- [Directions for this task]: Once the records below have been read, copy them all out exactly.

= = = = =

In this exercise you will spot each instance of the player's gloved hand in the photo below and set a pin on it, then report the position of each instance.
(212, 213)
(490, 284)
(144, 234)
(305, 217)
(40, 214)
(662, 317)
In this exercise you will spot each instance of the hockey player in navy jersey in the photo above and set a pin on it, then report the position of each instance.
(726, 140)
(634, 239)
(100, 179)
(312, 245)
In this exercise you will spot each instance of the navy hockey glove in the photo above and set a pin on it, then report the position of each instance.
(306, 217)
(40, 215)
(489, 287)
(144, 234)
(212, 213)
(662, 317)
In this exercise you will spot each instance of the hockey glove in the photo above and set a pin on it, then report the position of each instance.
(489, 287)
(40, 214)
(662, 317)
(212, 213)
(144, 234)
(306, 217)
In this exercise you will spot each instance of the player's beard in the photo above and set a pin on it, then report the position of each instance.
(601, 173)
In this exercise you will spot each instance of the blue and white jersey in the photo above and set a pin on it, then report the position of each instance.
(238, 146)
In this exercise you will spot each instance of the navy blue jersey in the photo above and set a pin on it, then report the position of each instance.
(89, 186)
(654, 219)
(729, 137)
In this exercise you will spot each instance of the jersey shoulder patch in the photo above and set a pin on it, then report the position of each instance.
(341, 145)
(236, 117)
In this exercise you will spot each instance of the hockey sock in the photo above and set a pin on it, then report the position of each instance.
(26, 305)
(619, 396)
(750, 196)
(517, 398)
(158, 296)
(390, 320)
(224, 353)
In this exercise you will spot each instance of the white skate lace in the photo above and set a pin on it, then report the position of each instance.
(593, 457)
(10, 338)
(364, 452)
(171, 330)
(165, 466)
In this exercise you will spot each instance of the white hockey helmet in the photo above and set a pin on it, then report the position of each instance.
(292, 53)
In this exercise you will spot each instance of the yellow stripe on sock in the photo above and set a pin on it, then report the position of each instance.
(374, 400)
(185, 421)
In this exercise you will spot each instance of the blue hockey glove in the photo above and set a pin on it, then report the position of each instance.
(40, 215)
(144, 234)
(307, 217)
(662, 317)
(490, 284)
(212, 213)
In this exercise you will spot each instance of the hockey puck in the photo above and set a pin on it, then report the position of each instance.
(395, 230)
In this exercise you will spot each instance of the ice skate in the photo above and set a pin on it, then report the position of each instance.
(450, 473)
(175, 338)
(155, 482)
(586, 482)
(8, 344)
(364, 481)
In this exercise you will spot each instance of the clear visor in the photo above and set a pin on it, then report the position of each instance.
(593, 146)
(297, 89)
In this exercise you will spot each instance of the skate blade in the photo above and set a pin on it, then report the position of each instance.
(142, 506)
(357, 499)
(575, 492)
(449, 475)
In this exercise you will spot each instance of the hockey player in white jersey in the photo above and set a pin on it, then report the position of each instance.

= = = = =

- [Answer to the problem]:
In this exercise you will spot each instance of the player's gloved hand in the photo below and set a pin on it, then report the position of each instance.
(212, 213)
(490, 284)
(144, 234)
(305, 217)
(40, 214)
(662, 317)
In this exercise you will spot each instance of the hockey player in navy jersey in the photo above and set a pin on it, then report the position of each instance.
(726, 140)
(634, 239)
(100, 179)
(312, 245)
In this exercise you will spot each instance of the navy hockey glove in the photo above and set a pin on it, then report the position of each instance.
(306, 217)
(40, 215)
(489, 287)
(144, 234)
(212, 213)
(662, 317)
In this exercise you will spot each instance of the hockey glove in the photo above and set a pin on it, then report the position of each instance.
(489, 287)
(40, 214)
(662, 317)
(212, 213)
(144, 234)
(306, 217)
In this exercise you will spot each instance of the player's beard in the photo above and set a pin on it, then report the position of each instance.
(601, 173)
In this exercise you will spot each instance of the blue and white jersey in the photo above and set a pin on it, then report the position of each instance.
(238, 146)
In this exercise you will spot each instance of the navy blue jersey in the photo above and set a pin on it, then report the position of each instance.
(89, 186)
(654, 219)
(729, 137)
In this exercise you will spot each instance of the jersey shoulder patch in the photo above and set a pin on it, then report the position of each instance.
(341, 145)
(236, 117)
In this exercise you will spot each instance of the hockey sock in the photo above and set a pin on it, then report the position of each instance.
(26, 305)
(619, 396)
(750, 196)
(517, 398)
(158, 296)
(390, 320)
(224, 353)
In this exercise you will spot each instance of the white skate lace in the photo above and set a pin on it, then report the position of each instance.
(593, 457)
(10, 338)
(364, 452)
(171, 330)
(165, 466)
In this exercise you will spot each instance of the white hockey helmet in the photo above and set a pin on it, then report the position of each instance.
(292, 53)
In this exercise you will spot each instance of the yellow stripe on sock in the photo above and set a pin on it, then report the position of each instance.
(374, 400)
(185, 421)
In this exercise you will spot each instance of the blue hockey glove in the photo above and set a pin on it, then report the position of each instance.
(40, 215)
(144, 234)
(307, 217)
(662, 317)
(490, 284)
(212, 213)
In this exercise you will spot each instance of the hockey puck in the photo above and set a pin on it, then report the position of each instance.
(395, 230)
In this exercise you will spot each instance of the ice skate in the photo above and set a pin on it, then report the position of each instance.
(450, 473)
(175, 338)
(155, 482)
(586, 482)
(8, 344)
(364, 481)
In this exercise you will spot each instance of the clear visor in the photo above and set a pin on it, then report the position of each instance.
(593, 146)
(297, 89)
In this exercise you will spot each instance of the skate blade in the photo above and set a pin on it, then report the position of each instance.
(142, 506)
(357, 499)
(575, 492)
(449, 475)
In this exercise you will spot each instance of the hockey player in white jersey in the photo above and set a pin on it, then report the position of each instance.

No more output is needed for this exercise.